Directions for this task:
Write out the records again exactly and exclude the pictures.

Available records:

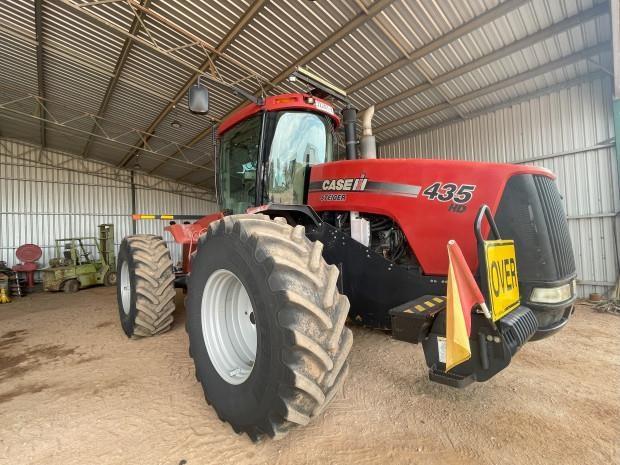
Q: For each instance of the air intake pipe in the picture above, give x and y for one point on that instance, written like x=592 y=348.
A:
x=349 y=118
x=368 y=143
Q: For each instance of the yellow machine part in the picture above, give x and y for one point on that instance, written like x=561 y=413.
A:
x=4 y=296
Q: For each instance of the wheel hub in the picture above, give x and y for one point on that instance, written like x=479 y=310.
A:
x=228 y=326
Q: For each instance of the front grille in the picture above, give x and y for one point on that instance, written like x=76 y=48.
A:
x=518 y=327
x=557 y=226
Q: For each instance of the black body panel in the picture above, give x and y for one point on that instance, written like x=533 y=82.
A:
x=531 y=213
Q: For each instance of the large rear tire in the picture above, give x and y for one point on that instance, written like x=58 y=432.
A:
x=145 y=286
x=271 y=274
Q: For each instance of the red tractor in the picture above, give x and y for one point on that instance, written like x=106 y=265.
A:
x=305 y=240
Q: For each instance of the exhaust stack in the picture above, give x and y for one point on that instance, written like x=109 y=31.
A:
x=368 y=143
x=349 y=118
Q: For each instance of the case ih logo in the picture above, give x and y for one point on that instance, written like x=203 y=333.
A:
x=362 y=184
x=345 y=184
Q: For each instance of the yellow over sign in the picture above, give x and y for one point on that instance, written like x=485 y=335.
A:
x=502 y=277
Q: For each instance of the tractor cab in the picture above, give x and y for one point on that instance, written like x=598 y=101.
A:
x=266 y=150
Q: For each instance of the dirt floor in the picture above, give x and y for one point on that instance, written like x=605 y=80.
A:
x=75 y=390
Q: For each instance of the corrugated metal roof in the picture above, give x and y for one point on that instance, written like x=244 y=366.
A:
x=428 y=49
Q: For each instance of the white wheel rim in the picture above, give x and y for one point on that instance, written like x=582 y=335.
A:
x=125 y=288
x=228 y=327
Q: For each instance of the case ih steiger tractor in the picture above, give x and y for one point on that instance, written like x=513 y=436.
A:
x=304 y=241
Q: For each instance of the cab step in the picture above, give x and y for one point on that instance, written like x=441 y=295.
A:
x=412 y=321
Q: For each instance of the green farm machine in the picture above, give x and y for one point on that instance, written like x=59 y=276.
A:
x=73 y=267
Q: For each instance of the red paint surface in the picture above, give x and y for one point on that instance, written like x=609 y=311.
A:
x=427 y=224
x=188 y=234
x=277 y=103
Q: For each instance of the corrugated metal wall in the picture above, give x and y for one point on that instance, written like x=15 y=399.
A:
x=567 y=131
x=49 y=195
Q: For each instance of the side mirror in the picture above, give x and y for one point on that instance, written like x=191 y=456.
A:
x=198 y=99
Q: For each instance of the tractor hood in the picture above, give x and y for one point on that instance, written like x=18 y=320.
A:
x=433 y=201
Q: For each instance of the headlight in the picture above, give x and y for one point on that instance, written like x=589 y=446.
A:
x=551 y=295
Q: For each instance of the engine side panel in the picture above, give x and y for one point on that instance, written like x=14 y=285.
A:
x=433 y=201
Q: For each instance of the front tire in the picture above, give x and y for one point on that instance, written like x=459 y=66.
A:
x=145 y=286
x=301 y=345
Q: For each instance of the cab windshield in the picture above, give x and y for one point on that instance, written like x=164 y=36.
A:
x=300 y=139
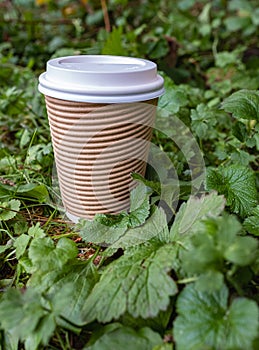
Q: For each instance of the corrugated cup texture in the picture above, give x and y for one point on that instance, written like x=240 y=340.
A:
x=97 y=147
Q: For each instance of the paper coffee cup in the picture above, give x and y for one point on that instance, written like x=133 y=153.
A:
x=101 y=111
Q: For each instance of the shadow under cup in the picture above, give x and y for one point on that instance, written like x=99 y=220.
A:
x=96 y=148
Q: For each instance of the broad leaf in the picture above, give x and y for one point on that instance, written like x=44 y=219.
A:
x=116 y=336
x=107 y=229
x=251 y=224
x=137 y=283
x=206 y=321
x=21 y=312
x=21 y=244
x=8 y=210
x=72 y=285
x=44 y=254
x=237 y=184
x=216 y=241
x=243 y=104
x=155 y=226
x=196 y=209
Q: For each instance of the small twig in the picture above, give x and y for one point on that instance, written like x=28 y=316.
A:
x=106 y=16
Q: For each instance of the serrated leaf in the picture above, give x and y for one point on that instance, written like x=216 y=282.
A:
x=243 y=104
x=74 y=281
x=116 y=336
x=217 y=240
x=8 y=210
x=155 y=226
x=210 y=281
x=237 y=184
x=36 y=231
x=194 y=210
x=44 y=254
x=251 y=224
x=243 y=251
x=119 y=229
x=113 y=44
x=205 y=321
x=20 y=312
x=21 y=244
x=133 y=284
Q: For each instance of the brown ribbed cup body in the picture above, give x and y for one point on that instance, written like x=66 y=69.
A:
x=97 y=147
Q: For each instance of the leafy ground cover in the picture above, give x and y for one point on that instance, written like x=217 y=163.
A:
x=180 y=270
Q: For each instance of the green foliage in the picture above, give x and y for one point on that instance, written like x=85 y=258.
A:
x=180 y=268
x=126 y=283
x=207 y=321
x=243 y=104
x=237 y=184
x=115 y=336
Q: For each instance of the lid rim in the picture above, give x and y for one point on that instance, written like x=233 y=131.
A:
x=138 y=81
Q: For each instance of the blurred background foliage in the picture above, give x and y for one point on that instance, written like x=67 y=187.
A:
x=186 y=38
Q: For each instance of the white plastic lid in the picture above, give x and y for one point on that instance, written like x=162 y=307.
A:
x=101 y=79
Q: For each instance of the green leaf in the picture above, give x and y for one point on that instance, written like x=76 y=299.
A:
x=237 y=184
x=174 y=98
x=251 y=223
x=21 y=244
x=155 y=226
x=243 y=251
x=243 y=104
x=113 y=45
x=216 y=240
x=20 y=313
x=35 y=191
x=36 y=231
x=139 y=205
x=194 y=210
x=116 y=336
x=119 y=230
x=133 y=284
x=44 y=254
x=205 y=321
x=8 y=210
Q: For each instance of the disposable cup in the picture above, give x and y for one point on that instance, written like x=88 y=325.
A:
x=101 y=111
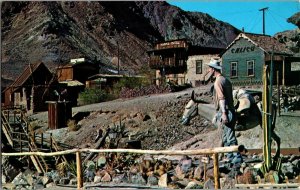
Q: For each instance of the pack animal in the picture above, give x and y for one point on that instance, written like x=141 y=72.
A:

Result:
Q: For each instance of the air intake pipe in the picture above, give x and y for one point on that instance, written like x=592 y=348.
A:
x=349 y=118
x=368 y=143
Q: For each instance of the yellow machine part in the picture above, give x and y for one point on that instance, written like x=561 y=413.
A:
x=4 y=296
Q: For each instance of the wheel hub in the picture above, give x and y for one point on that instance, written like x=479 y=310.
A:
x=228 y=326
Q: For each instance of the front grille in the picture above, give x and y for one point on that instance, written like x=76 y=48.
A:
x=518 y=327
x=557 y=226
Q: For each instance of the black body panel in the picture above, give x and y for one point on that instance, written like x=533 y=82.
A:
x=531 y=213
Q: For each instance of the large rear tire in the picture above, give x and y for one point on that instance, written like x=58 y=432.
A:
x=145 y=286
x=271 y=274
Q: For each instance of the red tractor in the picture above, give x and y for one point on that instance, written like x=106 y=265.
A:
x=305 y=240
Q: For each instance of the exhaust stack in the picture above, give x and y for one point on that instance, written like x=109 y=31.
A:
x=368 y=143
x=349 y=118
Q: For each instance of the case ih logo in the picture above, give x and y for one point on that instance, written like x=203 y=333.
A:
x=362 y=184
x=345 y=184
Q: For each instance of the yellow over sign in the picture above, give x and y for one point on that instance, written like x=485 y=335.
A:
x=502 y=277
Q: For each instance of the tractor cab in the picture above, give x and y for one point on that instance, written like x=598 y=101.
A:
x=266 y=150
Q: For each instance of the dirt floor in the picture above, give x and y for one point on that instance, written like x=605 y=80.
A:
x=75 y=390
Q: For each instance of the corrugated metal roof in the picture above, give x and y for one point on that instance, written like x=244 y=366.
A:
x=428 y=49
Q: For each instance of the white wheel rim in the picture above, give x and y for one point on that instance, written like x=582 y=335.
A:
x=125 y=288
x=228 y=327
Q: For each instance of the case ih steiger tractor in the picture above, give x and y for one point on that instance, written like x=513 y=436.
A:
x=304 y=241
Q: For each instance of the cab step in the picture above, give x and y for one point on that instance, written like x=441 y=295.
A:
x=412 y=321
Q: For each instance of the green farm machine in the picture above, give x and y for one point on that instance, written like x=59 y=276.
A:
x=73 y=267
Q: For each instance of the red paint surface in the picture above, give x and y for one point on that instance, written like x=609 y=311.
A:
x=427 y=224
x=188 y=234
x=277 y=103
Q: For each instance of the corrugated metal wall in the picture above, give x and y for one point on that instance, written like x=15 y=399.
A:
x=567 y=131
x=49 y=195
Q: For each instance of the side mirror in the picture above, give x and y for one point on that instance, written like x=191 y=456.
A:
x=198 y=99
Q: For each instance of the tractor hood in the picture above, give x and y for one point on that instance, written like x=18 y=320.
A:
x=433 y=201
Q: For each instance of the headlight in the picture above, give x and y for one point on that instance, written like x=589 y=446.
A:
x=551 y=295
Q: For each instance of the engine side panel in the picture above, give x and y for one point on that instance, written like x=14 y=285.
A:
x=433 y=201
Q: For each instance of the front tire in the picture above, give x and y for one point on that instance, written like x=459 y=66.
A:
x=145 y=286
x=301 y=345
Q: For each instance of the cab windshield in the picture above, give x and y for one point on that instance, written like x=164 y=36.
A:
x=300 y=139
Q: For each instance of the corrugated cup texture in the picture above, give x and y for one point on that instance, written like x=240 y=340.
A:
x=97 y=147
Q: For each instance of the paper coffee cup in the picture above, give x and y for one point on that instance, written like x=133 y=153.
A:
x=101 y=111
Q: For each instance of the shadow under cup in the picture above, give x and y for one point on that instance, written like x=99 y=220.
A:
x=96 y=148
Q: For each instance of the broad leaf in the picture above, give x and y for one point on that instance, written like x=44 y=219.
A:
x=116 y=336
x=107 y=229
x=251 y=224
x=137 y=283
x=206 y=321
x=21 y=312
x=21 y=244
x=8 y=210
x=72 y=285
x=44 y=254
x=237 y=184
x=216 y=241
x=243 y=104
x=155 y=226
x=196 y=209
Q: For each instance of the small twig in the picture above, give x and y for one point on that instance, written like x=28 y=316.
A:
x=106 y=16
Q: For each instance of the serrated leaf in the picture above, give x and y for one point on that instance, written like x=216 y=282.
A:
x=243 y=104
x=74 y=281
x=116 y=336
x=217 y=240
x=8 y=210
x=155 y=226
x=210 y=281
x=237 y=184
x=36 y=231
x=194 y=210
x=44 y=254
x=251 y=224
x=243 y=251
x=119 y=229
x=113 y=44
x=205 y=321
x=20 y=312
x=21 y=244
x=133 y=284
Q: For each instance of the brown ribbed cup body in the picture above, give x and y for one point on that instance, written like x=66 y=69.
A:
x=97 y=147
Q: For each instance of the leafy ground cover in the picture above, give x and y for one point on that instance, written like x=217 y=163.
A:
x=180 y=270
Q: For each instance of the green foliage in the picture above, give x and y for one point on that instance, written like x=85 y=258.
A:
x=180 y=268
x=126 y=283
x=207 y=321
x=243 y=104
x=237 y=184
x=115 y=336
Q: For each instance of the lid rim in the picture above, give x and y for one point on that instance, written like x=233 y=131.
A:
x=138 y=81
Q: For each instance of the blurred background foliage in the picture above, give x and y for one point on that instance, written like x=67 y=187.
A:
x=186 y=38
Q: For each instance of the white plastic lid in the picture above, give x and y for one point on that instance, written like x=162 y=307.
A:
x=101 y=79
Q: For each instance of the green leaf in the picture above, give x and y for one point on that instance, written like x=76 y=299.
A:
x=237 y=184
x=174 y=98
x=251 y=223
x=21 y=244
x=155 y=226
x=243 y=251
x=243 y=104
x=113 y=45
x=216 y=240
x=20 y=313
x=35 y=191
x=36 y=231
x=139 y=205
x=194 y=210
x=116 y=336
x=119 y=230
x=133 y=284
x=44 y=254
x=205 y=321
x=8 y=210
Q: For each instance of the disposable cup in the picture above, give x and y for one point on that instance, written like x=88 y=325.
A:
x=101 y=111
Q: For each instance of the pack animal in the picture above, give x and y for one point on that instance, written like x=141 y=72.
A:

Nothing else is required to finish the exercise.